### Page excerpt
◇ ◇ ◇ ◇

I only remember one great-grandmother, who lived on Szeroka Street opposite Remuh [one of the synagogues in Cracow]. She was called Fajga Sobelman, Butner, Bertram, and then Rapaport. I don't know in which order. Her maiden name was Koszes. She was so healthy that she outlived four husbands and changed her name four times. She lived 90 years. When she was 14 she already had either a husband or a fiance. Guests asked her parents where the fiancee, the 'kale', was. 'Kale' [Yiddish] in Hebrew is 'Kala' - a fiancee or young lady. And her parents said that she was in the courtyard with the other children playing shtrulki [dice or pebbles that children used to throw; a game].

I saw my great-grandmother once in my life. I was two or three years old and I was at Granddaddy's house. She only walked across the room towards the window, looked at me, didn't say a word. She had red rings under her eyes, I don't know if it was from an inflammation or what. And after that I only saw her portrait, it was probably hanging at Granddaddy's house. She was dressed in black, wearing the black hat, already quite an age, nearly 90. One time I asked my daddy: 'Where's Grandma Fajga?' And he told me that she had died. I didn't go to the funeral, but Dad took me to her apartment. And there they were saying the prayers for the dead. I didn't see anything being eaten. Daddy told me that she was a moneychanger, meaning she was involved in the money market on the Main Square. She had this bag and exchanged currencies.

Abraham Bertram, my grandfather on my father's side, had a watchmaker's shop opposite his house. Both the one grandfather and the other were watchmakers and jewelers, you see. My other grandfather had a shop together with my uncle on the same street as their house. Granddad Abraham worked until the last moment of his life. He suffered from diabetes, but he worked. He lived 72 years. He walked very little, led a sedentary life. And then in 1938 or 1939 he died at home. And I had to phone his shop. My mother happened to be in the shop at that moment. When I told her that Granddaddy had died she closed the shop. And then it was the funeral already, because Jews have it very quickly, and after the funeral, there were prayers in Granddaddy's house. My grandfather was a very religious man. He never said a word to me. Once, when he tested me on sidra, he said in German, or in Yiddish, 'Owsky zeykhnet', which means 'excellent' [German - ausgezeichnet, Yiddish - oysgetseikhnt]. Both families - on my mother's side and my father's side - were religious. They kept all the traditions and observed all the holidays, and they were kosher, just as it was supposed to be.

I didn't know my grandma, my father's mother, Estera, or Ester Bertram. She died before I was born, or just after I was born. I only knew her from her portrait. Her maiden name was Tilles. When my dad was working in Belgium as a diamond cutter, Grandma had him come back. She said she was ill. He came and stayed. What his mother probably wanted was for him to get married, for him not to be a bachelor. Dad didn't tell me anything else about his mother. She is buried in the Miodowa Street cemetery [the new Jewish cemetery in Cracow], in the second row, or the third. You used to be able to see the inscriptions from a distance; I wasn't allowed to go closer. And they're not there any more, because all those monuments were stolen during the occupation [see German Occupation of Poland] [1].

◇ ◇ ◇ ◇

### Rows
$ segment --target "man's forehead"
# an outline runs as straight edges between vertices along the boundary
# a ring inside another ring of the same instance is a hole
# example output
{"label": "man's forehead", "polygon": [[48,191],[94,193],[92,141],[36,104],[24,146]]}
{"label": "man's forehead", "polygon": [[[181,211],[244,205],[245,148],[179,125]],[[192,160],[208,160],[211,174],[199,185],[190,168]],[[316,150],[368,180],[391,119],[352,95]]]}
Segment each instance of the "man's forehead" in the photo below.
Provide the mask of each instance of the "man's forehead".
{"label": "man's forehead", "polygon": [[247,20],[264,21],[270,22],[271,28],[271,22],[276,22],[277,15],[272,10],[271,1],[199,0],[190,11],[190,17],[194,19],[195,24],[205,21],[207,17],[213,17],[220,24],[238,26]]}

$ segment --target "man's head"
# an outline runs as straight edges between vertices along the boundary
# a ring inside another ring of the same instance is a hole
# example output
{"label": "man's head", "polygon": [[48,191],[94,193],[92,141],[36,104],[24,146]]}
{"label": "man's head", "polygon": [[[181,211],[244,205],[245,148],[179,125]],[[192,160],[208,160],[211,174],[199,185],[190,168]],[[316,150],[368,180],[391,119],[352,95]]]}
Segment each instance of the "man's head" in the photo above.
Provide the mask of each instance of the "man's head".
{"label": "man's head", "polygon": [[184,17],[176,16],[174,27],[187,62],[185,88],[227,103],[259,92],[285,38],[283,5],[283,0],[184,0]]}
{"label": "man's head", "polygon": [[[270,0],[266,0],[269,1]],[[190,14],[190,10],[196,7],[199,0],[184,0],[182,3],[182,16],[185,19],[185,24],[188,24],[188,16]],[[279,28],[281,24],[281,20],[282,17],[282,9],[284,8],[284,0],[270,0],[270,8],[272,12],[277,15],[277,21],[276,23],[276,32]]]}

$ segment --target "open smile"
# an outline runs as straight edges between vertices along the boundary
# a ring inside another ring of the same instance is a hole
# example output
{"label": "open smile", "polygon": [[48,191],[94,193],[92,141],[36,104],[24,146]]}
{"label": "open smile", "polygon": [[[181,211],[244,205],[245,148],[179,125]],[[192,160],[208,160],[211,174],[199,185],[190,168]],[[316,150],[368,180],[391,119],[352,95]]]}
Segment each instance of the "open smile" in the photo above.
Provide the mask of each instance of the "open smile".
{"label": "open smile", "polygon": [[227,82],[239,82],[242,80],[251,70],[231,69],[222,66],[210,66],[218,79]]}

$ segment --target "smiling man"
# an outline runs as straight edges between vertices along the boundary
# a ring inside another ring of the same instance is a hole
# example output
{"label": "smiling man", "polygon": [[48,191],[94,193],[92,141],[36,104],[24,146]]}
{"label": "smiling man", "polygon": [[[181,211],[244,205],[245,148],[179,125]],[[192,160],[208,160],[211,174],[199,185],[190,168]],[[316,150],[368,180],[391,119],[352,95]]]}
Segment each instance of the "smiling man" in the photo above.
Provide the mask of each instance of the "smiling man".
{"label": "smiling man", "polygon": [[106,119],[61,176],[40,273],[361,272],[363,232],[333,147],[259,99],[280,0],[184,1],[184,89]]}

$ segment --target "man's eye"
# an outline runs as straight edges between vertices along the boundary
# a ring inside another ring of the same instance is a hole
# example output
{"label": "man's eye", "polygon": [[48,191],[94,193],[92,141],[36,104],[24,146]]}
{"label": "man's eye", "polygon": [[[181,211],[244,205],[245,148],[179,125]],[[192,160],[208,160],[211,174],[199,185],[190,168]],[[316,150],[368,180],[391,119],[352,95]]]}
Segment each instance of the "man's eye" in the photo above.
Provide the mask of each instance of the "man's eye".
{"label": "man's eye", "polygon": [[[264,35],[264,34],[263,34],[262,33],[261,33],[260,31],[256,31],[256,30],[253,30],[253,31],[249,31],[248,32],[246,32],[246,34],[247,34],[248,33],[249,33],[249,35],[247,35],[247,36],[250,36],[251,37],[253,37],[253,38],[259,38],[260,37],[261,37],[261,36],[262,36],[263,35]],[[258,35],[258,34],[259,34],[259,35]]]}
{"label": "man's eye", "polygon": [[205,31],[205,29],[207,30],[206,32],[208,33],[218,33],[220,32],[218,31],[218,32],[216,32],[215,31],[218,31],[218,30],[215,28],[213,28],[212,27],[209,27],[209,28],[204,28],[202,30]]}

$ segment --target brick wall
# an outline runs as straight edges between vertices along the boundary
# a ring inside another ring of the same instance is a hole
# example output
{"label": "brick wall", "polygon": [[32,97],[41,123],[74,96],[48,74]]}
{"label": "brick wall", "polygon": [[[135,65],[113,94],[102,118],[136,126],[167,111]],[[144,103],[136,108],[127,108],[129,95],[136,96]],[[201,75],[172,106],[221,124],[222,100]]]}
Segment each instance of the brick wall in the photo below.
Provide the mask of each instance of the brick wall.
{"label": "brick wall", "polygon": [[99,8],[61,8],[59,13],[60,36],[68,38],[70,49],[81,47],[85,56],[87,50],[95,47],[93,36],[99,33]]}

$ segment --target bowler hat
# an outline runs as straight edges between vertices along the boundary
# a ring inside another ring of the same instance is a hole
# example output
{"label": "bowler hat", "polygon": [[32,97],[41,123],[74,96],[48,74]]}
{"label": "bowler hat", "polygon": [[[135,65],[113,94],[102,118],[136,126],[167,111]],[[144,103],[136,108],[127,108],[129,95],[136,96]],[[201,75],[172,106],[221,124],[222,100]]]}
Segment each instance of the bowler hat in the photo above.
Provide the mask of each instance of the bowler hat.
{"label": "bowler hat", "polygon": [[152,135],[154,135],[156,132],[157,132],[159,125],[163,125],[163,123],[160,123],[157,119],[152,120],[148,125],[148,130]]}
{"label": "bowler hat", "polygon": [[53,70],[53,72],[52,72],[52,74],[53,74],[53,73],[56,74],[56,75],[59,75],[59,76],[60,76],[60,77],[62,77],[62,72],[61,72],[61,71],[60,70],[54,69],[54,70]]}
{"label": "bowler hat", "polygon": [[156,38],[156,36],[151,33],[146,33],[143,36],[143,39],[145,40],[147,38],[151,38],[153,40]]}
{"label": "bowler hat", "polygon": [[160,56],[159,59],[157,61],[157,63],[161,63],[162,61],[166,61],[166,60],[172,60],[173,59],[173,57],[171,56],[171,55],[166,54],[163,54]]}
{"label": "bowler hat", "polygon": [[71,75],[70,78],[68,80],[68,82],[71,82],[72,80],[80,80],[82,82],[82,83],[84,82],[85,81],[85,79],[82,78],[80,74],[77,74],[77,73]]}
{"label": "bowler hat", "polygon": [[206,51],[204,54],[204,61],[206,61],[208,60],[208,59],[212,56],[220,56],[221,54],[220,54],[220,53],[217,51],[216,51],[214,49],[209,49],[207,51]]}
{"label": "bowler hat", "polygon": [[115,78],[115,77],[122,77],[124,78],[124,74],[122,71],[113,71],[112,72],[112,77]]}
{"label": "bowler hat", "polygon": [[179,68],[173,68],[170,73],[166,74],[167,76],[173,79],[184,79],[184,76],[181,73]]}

◇ ◇ ◇ ◇

### Required actions
1. Reproduce the portion of the family memoir that opens with the words containing "I saw my great-grandmother" and closes with "and exchanged currencies.".
2. Summarize the family memoir in two sentences.

### Answers provided
1.
I saw my great-grandmother once in my life. I was two or three years old and I was at Granddaddy's house. She only walked across the room towards the window, looked at me, didn't say a word. She had red rings under her eyes, I don't know if it was from an inflammation or what. And after that I only saw her portrait, it was probably hanging at Granddaddy's house. She was dressed in black, wearing the black hat, already quite an age, nearly 90. One time I asked my daddy: 'Where's Grandma Fajga?' And he told me that she had died. I didn't go to the funeral, but Dad took me to her apartment. And there they were saying the prayers for the dead. I didn't see anything being eaten. Daddy told me that she was a moneychanger, meaning she was involved in the money market on the Main Square. She had this bag and exchanged currencies.

2. The narrator recalls great-grandmother Fajga, who outlived four husbands, lived 90 years, worked as a moneychanger on the Main Square, and was seen by the narrator only once. The narrator also describes paternal grandfather Abraham Bertram, a religious watchmaker and jeweler who died at home in 1938 or 1939, and paternal grandmother Estera Bertram, known to the narrator only from her portrait and buried in the Miodowa Street cemetery, where the monuments were stolen during the occupation.